**What you will do:**
From the line containing "In this exercise you will indicate the tandem" to the last line of the listing, both included, copy every line exactly and drop the pictures.

**Exercise data:**
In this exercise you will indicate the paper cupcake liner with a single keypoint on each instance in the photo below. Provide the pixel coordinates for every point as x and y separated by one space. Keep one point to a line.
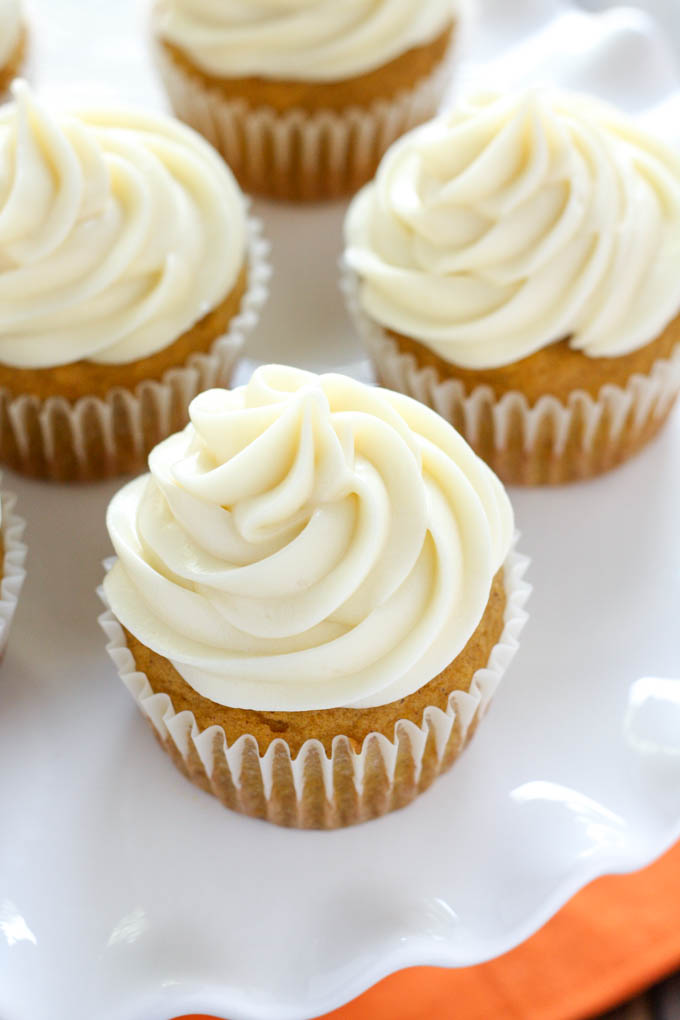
96 438
299 154
13 572
548 443
313 789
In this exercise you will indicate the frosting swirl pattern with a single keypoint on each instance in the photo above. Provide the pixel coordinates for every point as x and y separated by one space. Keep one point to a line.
118 232
514 222
10 29
306 543
309 40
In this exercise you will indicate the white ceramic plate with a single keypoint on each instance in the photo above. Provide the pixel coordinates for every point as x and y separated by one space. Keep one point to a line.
125 894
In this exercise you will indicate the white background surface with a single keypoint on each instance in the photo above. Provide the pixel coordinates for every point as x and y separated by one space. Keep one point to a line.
125 894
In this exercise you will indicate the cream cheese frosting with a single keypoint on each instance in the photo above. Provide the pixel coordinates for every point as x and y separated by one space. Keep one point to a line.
307 543
10 29
119 230
308 40
515 221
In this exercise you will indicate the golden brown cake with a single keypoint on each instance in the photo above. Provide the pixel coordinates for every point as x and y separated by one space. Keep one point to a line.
315 579
529 295
12 62
303 103
125 298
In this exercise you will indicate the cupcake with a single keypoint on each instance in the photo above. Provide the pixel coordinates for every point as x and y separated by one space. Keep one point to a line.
12 558
128 274
314 597
12 43
302 98
516 265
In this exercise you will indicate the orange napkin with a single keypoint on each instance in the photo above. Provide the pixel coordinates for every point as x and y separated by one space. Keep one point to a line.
614 938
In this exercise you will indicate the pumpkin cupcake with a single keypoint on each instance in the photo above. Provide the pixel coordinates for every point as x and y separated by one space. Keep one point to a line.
302 98
515 264
12 43
315 596
128 274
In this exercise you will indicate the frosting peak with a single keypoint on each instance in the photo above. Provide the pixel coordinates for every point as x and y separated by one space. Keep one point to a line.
312 40
512 222
306 543
118 231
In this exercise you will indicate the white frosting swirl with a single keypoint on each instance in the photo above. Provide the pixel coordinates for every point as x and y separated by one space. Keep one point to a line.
309 40
510 223
307 543
118 231
10 29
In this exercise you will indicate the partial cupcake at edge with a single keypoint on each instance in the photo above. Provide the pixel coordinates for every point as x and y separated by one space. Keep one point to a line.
303 98
129 273
315 596
516 265
13 36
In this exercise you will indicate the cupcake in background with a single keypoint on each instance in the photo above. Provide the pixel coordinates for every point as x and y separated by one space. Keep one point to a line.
302 98
12 43
315 596
12 558
128 275
516 265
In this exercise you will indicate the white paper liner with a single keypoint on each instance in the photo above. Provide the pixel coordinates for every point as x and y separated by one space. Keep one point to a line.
13 571
97 438
313 791
556 442
300 154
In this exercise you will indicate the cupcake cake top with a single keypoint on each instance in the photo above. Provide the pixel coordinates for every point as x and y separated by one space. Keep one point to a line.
512 222
119 230
307 543
10 29
312 40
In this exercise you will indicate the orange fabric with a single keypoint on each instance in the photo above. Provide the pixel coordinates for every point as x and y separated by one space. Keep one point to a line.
613 939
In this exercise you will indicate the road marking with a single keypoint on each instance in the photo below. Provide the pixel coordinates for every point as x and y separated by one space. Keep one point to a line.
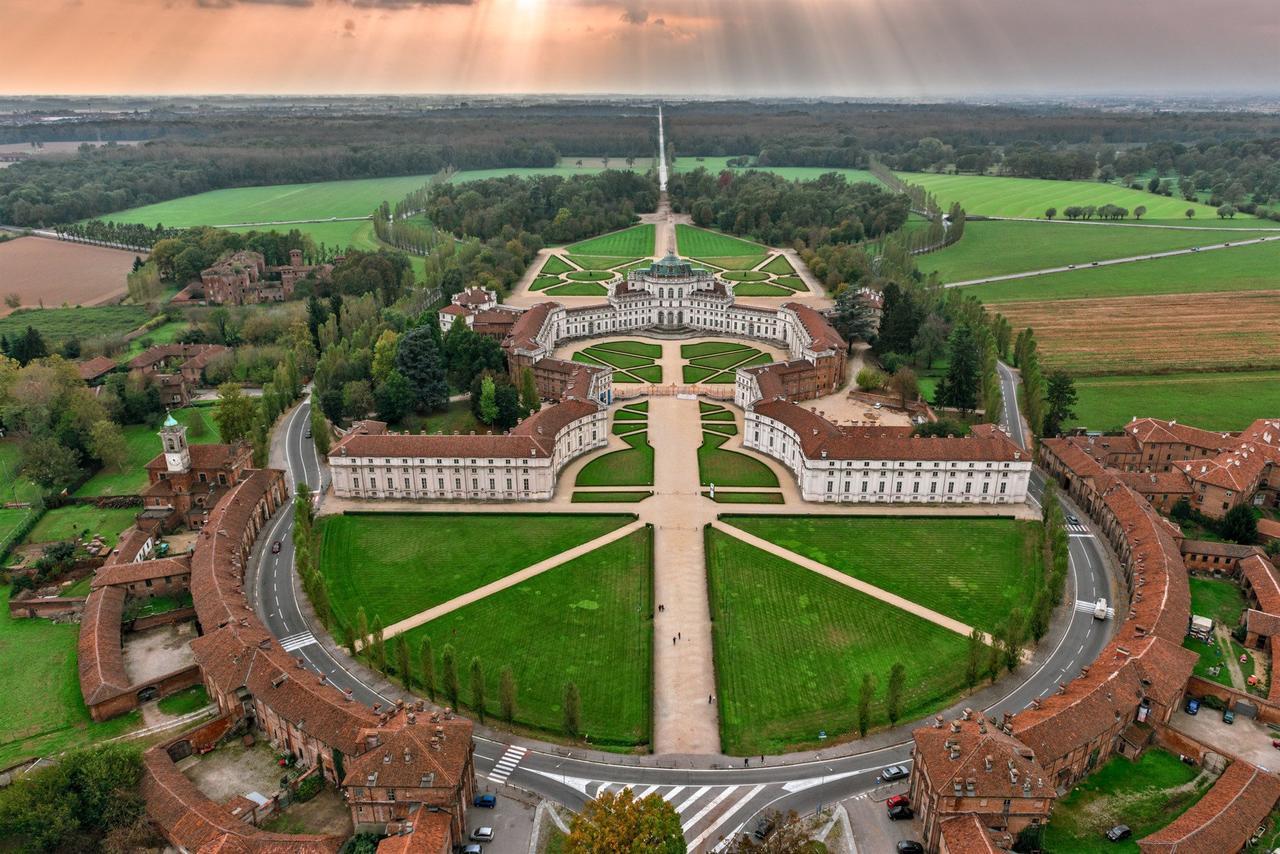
507 763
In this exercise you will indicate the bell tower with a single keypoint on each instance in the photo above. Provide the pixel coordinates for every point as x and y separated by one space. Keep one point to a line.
177 455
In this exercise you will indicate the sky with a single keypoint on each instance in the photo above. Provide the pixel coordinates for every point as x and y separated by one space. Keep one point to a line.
816 48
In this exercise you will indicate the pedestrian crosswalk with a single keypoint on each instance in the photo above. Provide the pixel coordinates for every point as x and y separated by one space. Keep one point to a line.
507 763
297 642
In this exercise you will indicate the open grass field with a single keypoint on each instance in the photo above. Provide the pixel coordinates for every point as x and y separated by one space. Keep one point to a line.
593 624
59 324
791 648
718 364
76 520
275 202
632 361
995 196
397 565
144 446
1146 795
1246 268
974 570
1228 401
627 243
1165 333
630 466
791 173
1002 247
1219 599
700 242
53 273
41 711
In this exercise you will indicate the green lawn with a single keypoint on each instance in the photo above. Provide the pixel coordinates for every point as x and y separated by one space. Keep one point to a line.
974 570
1228 401
588 621
728 467
275 202
144 446
1217 599
397 565
184 702
41 711
700 242
71 521
995 196
626 467
59 324
1146 795
627 243
791 647
717 164
1001 247
1246 268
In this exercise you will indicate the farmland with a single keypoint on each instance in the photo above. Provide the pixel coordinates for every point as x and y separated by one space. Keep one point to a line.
993 196
396 565
53 273
592 619
1244 268
1002 247
1228 401
629 243
791 648
703 243
59 324
974 570
1152 334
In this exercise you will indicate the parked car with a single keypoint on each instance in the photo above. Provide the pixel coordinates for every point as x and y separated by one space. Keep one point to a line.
763 829
1119 832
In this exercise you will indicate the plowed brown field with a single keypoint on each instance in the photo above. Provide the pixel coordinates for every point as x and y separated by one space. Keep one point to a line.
1155 334
37 268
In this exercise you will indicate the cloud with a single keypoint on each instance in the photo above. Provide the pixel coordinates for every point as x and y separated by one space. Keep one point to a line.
634 16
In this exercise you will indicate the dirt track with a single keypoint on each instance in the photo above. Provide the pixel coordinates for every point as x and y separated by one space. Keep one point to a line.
55 272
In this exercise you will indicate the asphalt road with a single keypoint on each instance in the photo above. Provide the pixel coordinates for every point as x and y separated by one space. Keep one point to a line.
714 799
1089 265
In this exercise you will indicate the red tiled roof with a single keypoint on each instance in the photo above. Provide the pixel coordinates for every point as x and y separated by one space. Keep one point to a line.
141 570
95 368
1224 818
430 835
839 442
99 656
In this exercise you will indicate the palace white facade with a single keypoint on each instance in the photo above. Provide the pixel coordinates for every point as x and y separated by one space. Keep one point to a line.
521 465
887 465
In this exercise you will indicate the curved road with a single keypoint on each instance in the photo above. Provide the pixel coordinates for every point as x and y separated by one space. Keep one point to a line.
713 795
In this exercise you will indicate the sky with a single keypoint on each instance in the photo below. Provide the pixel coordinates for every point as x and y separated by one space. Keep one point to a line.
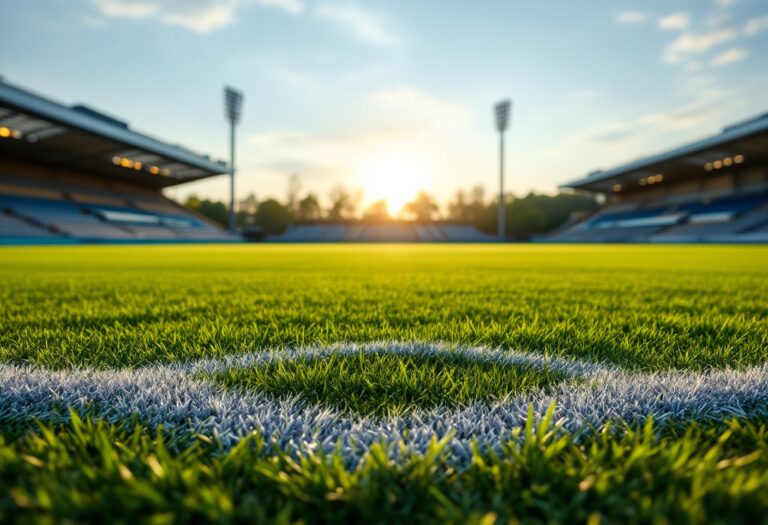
392 97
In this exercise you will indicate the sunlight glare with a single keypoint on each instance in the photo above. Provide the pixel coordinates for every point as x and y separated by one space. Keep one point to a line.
396 176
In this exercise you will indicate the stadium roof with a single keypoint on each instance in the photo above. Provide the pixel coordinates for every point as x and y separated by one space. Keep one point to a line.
745 141
80 138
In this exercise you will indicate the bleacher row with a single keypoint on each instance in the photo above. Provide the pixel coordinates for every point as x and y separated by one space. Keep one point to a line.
730 218
396 232
83 211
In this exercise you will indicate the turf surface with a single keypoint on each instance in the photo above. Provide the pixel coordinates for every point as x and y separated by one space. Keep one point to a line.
385 384
642 308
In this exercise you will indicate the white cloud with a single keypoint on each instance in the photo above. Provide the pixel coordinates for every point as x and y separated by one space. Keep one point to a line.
365 25
675 22
202 16
688 44
402 120
756 25
729 56
125 8
290 6
631 17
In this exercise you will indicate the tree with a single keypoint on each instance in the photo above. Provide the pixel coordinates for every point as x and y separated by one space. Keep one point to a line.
309 208
294 187
458 208
343 203
214 210
273 216
246 209
423 207
378 211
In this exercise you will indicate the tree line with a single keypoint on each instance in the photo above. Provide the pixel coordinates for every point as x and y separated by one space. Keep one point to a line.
526 216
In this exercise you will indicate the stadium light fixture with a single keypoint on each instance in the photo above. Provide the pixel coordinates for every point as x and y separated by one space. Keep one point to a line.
233 103
502 110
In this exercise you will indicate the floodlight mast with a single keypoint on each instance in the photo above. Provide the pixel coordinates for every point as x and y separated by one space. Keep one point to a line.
502 122
233 102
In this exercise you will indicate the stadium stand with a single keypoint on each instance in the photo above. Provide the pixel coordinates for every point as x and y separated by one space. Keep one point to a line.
395 231
713 190
73 175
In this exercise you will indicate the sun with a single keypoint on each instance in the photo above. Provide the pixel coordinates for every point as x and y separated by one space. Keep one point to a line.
395 176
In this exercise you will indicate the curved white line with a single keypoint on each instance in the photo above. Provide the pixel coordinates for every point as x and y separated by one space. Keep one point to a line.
175 396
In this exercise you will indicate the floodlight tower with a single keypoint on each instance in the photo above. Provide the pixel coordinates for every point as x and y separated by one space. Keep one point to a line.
502 109
233 102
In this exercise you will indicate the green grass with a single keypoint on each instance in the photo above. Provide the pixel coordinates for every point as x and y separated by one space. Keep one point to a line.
640 307
643 307
386 384
93 472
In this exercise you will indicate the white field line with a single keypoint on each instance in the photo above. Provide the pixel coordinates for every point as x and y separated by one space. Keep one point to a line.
175 396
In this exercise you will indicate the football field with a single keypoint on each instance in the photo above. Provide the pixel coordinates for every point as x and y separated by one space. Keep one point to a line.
372 383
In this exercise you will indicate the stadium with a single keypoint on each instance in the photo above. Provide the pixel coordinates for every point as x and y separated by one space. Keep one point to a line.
712 190
73 175
361 366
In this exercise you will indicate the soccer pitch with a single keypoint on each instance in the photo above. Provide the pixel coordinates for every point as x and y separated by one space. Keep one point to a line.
345 383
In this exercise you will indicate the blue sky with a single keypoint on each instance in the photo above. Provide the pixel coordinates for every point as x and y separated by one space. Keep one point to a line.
388 97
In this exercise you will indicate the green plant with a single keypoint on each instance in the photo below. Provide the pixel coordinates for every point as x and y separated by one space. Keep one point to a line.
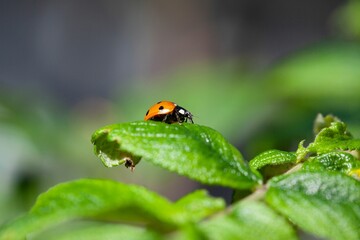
314 189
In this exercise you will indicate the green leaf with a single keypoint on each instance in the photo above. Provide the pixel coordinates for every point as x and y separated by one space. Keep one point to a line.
195 151
103 200
249 220
272 157
97 231
333 138
333 161
199 204
326 204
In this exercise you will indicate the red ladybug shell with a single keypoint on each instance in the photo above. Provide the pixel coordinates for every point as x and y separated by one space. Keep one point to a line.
168 112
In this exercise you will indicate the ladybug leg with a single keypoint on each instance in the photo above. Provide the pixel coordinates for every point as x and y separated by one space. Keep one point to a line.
191 119
165 118
178 118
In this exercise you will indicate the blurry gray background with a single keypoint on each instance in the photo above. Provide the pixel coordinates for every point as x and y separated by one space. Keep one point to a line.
256 71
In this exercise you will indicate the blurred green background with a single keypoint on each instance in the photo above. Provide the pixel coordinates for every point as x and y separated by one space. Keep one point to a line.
258 72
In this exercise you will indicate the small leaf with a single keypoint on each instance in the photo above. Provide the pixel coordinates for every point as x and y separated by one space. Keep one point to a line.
272 157
249 220
103 200
326 204
200 204
95 231
333 161
334 138
195 151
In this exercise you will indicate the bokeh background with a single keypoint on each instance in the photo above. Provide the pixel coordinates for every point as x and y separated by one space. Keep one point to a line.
256 71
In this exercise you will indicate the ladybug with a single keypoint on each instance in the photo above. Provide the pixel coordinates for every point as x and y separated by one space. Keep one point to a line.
168 112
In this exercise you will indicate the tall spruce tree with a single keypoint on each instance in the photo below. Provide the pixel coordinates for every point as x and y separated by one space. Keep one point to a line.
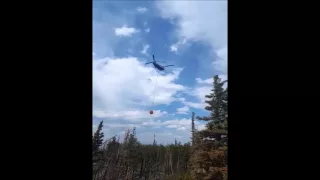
97 139
97 159
209 156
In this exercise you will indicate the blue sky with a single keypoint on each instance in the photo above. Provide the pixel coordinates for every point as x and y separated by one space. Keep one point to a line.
192 35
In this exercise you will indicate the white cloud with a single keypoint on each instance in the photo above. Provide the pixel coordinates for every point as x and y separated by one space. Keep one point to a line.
173 48
145 49
122 85
206 81
170 129
125 31
183 110
133 115
141 9
193 24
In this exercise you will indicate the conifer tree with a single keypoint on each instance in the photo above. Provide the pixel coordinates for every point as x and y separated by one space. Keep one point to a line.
209 154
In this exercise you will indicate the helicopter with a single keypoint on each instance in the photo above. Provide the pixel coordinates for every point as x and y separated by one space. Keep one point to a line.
156 65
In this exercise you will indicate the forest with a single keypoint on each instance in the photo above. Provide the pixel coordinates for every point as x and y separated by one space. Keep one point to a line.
203 158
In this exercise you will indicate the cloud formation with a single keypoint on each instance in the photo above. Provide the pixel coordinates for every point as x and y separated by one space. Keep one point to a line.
125 31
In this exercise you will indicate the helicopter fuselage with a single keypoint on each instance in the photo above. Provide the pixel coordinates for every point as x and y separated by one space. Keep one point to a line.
158 66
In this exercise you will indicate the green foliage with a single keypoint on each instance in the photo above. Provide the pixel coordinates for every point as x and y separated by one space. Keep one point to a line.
209 160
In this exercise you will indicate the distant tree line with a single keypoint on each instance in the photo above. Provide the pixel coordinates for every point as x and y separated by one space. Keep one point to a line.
204 158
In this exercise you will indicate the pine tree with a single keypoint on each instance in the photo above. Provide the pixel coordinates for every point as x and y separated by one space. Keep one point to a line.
209 160
97 154
97 140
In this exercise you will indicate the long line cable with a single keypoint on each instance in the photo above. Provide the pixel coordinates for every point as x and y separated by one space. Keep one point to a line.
155 88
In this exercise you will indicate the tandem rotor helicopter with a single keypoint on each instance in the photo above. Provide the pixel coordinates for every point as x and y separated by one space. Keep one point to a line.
156 65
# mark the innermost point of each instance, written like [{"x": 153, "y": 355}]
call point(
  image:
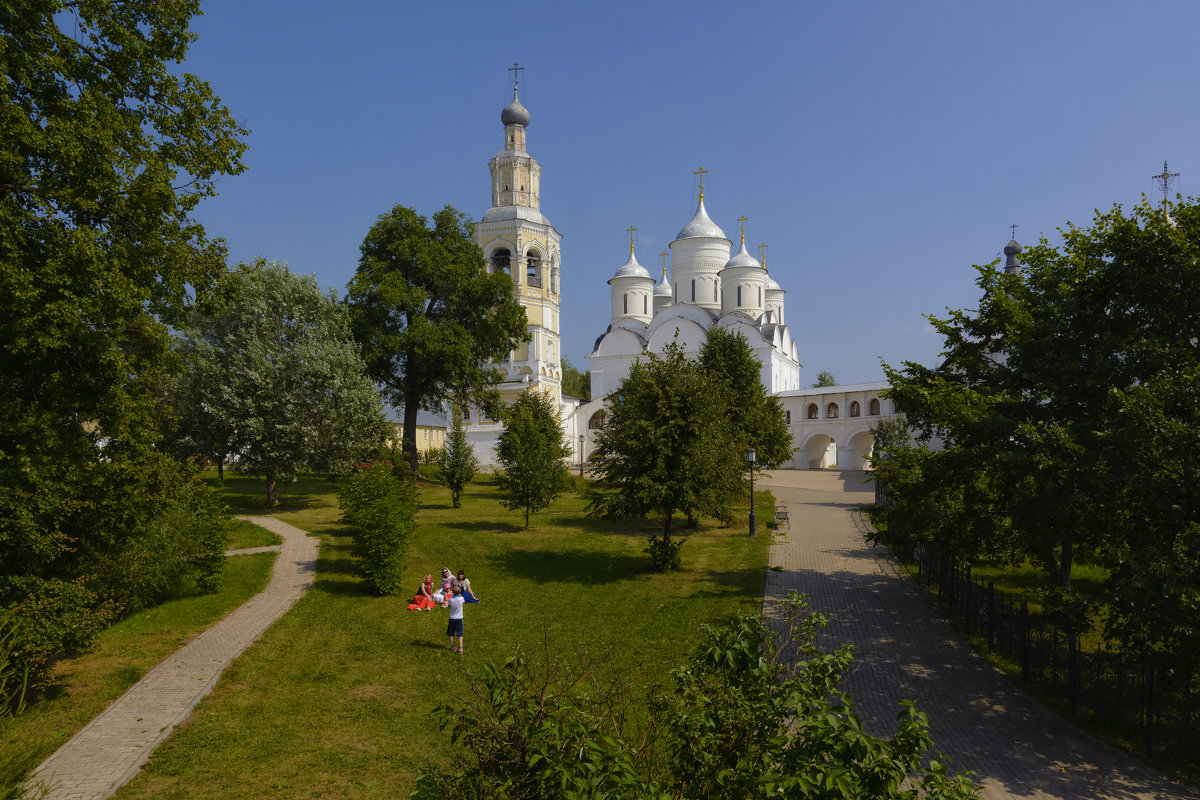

**Your solution:**
In this exercise you will indicate the tandem rotor helicopter with a single keypoint on each instance in the photo above. Provide the pixel coordinates for every point as x and y separated by one space. Keep one point to a line.
156 65
# mark the innermost point of each instance, written like [{"x": 153, "y": 355}]
call point(
  image:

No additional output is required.